## [Data]
——
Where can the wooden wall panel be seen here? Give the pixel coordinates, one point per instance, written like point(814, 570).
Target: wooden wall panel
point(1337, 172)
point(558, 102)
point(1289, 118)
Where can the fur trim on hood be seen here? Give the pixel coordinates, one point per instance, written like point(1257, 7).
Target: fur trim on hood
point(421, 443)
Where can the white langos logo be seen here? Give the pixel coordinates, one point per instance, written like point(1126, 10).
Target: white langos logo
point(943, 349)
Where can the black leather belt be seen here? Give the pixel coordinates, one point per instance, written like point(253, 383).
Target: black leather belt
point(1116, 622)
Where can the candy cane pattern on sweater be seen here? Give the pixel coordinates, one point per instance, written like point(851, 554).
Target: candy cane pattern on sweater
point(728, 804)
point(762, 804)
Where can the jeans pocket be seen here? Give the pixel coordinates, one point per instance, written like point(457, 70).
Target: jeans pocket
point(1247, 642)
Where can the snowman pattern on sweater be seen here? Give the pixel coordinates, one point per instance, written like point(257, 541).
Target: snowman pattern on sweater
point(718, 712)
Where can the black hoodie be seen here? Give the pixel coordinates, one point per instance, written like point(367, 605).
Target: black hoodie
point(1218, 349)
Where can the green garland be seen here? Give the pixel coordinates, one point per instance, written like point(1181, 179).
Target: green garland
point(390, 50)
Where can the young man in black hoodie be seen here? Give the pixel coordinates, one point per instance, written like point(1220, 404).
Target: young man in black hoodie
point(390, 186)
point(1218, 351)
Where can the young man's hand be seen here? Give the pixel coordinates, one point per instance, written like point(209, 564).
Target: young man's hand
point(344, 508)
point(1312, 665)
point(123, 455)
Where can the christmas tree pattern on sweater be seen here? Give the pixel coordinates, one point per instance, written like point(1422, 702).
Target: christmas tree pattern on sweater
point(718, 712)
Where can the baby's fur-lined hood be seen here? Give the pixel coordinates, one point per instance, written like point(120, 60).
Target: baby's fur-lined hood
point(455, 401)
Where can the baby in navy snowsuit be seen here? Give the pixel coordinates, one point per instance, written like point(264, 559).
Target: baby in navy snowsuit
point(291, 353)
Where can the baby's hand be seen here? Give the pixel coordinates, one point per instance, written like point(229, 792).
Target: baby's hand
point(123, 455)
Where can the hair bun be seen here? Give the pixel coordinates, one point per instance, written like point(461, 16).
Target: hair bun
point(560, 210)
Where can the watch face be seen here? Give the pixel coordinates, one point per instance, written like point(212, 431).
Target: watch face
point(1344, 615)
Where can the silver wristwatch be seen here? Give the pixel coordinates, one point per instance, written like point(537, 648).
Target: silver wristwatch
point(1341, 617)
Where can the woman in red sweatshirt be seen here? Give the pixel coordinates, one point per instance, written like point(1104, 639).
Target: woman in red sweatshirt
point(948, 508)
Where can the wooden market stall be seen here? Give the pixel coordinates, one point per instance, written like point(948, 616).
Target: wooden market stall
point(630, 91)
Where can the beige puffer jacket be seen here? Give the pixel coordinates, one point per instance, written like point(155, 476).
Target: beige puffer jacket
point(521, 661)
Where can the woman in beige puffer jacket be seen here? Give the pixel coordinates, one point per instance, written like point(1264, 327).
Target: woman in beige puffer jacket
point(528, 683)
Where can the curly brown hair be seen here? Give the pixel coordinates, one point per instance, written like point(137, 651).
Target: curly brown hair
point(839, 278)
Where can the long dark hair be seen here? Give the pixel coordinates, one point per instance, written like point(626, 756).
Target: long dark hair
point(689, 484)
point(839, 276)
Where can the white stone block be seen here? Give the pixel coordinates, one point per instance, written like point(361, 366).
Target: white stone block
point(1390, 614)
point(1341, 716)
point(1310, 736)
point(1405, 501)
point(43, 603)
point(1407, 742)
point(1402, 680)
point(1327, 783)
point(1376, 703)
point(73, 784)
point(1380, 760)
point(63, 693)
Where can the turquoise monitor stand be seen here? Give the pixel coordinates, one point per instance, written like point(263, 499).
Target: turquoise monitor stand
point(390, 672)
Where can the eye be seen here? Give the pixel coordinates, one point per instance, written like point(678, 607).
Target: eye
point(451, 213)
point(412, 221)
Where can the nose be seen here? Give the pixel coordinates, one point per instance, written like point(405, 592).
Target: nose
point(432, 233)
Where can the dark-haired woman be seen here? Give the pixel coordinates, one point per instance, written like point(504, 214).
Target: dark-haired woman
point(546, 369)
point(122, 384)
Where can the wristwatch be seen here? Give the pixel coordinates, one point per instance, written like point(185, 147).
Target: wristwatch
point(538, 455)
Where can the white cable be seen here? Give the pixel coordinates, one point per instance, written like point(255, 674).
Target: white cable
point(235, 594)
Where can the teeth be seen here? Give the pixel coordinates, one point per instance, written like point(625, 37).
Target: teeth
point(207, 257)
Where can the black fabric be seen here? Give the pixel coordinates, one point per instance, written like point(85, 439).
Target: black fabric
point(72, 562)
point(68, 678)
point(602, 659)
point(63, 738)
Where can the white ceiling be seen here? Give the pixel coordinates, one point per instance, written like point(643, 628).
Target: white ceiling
——
## [Exercise aim]
In the entries above, one line contains "Where can the white langos" and another contains "Where can the christmas". Reproduce exactly those two lines and the lines between them, nothing else.

## [Answer to the problem]
Where can the white langos logo be seen here? Give the pixel coordinates, one point per instance, written like point(1126, 10).
Target: white langos logo
point(943, 349)
Where can the black leather belt be seen here? Give the pixel coordinates, one point per instance, written like point(253, 383).
Target: black leather belt
point(1116, 622)
Where can the candy cane pattern on sweater be seen here? Give the pixel coordinates, one point per instance, written like point(851, 554).
Target: candy cane pattern on sweater
point(728, 804)
point(762, 804)
Where can the jeans pocket be seen here? Give the pixel coordinates, one point per instance, written like point(457, 70).
Target: jeans pocket
point(1247, 642)
Where can the snowman pattern on sweater be seen here? Give the pixel coordinates, one point per instance, written like point(257, 541).
Target: snowman pattern on sweater
point(718, 712)
Where can the black hoodie be seen here? Give the pixel coordinates, one point per instance, written like point(367, 605).
Target: black hoodie
point(1218, 349)
Where can the green garland be seen here? Give the pixel coordinates, one point per instance, written like point(1181, 179).
Target: green garland
point(390, 50)
Where can the young man in black hoodie be seen here? Give the pixel coordinates, one point per instance, written like point(1220, 404).
Target: young man in black hoodie
point(390, 186)
point(1218, 351)
Where can the young man's hand be seen here? Give the pixel coordinates, one point per instance, written like point(209, 564).
Target: young man's hand
point(344, 508)
point(1312, 665)
point(123, 455)
Where can the christmas tree pattern on sweater be seen here? Give the pixel coordinates, one point per instance, written like point(1422, 702).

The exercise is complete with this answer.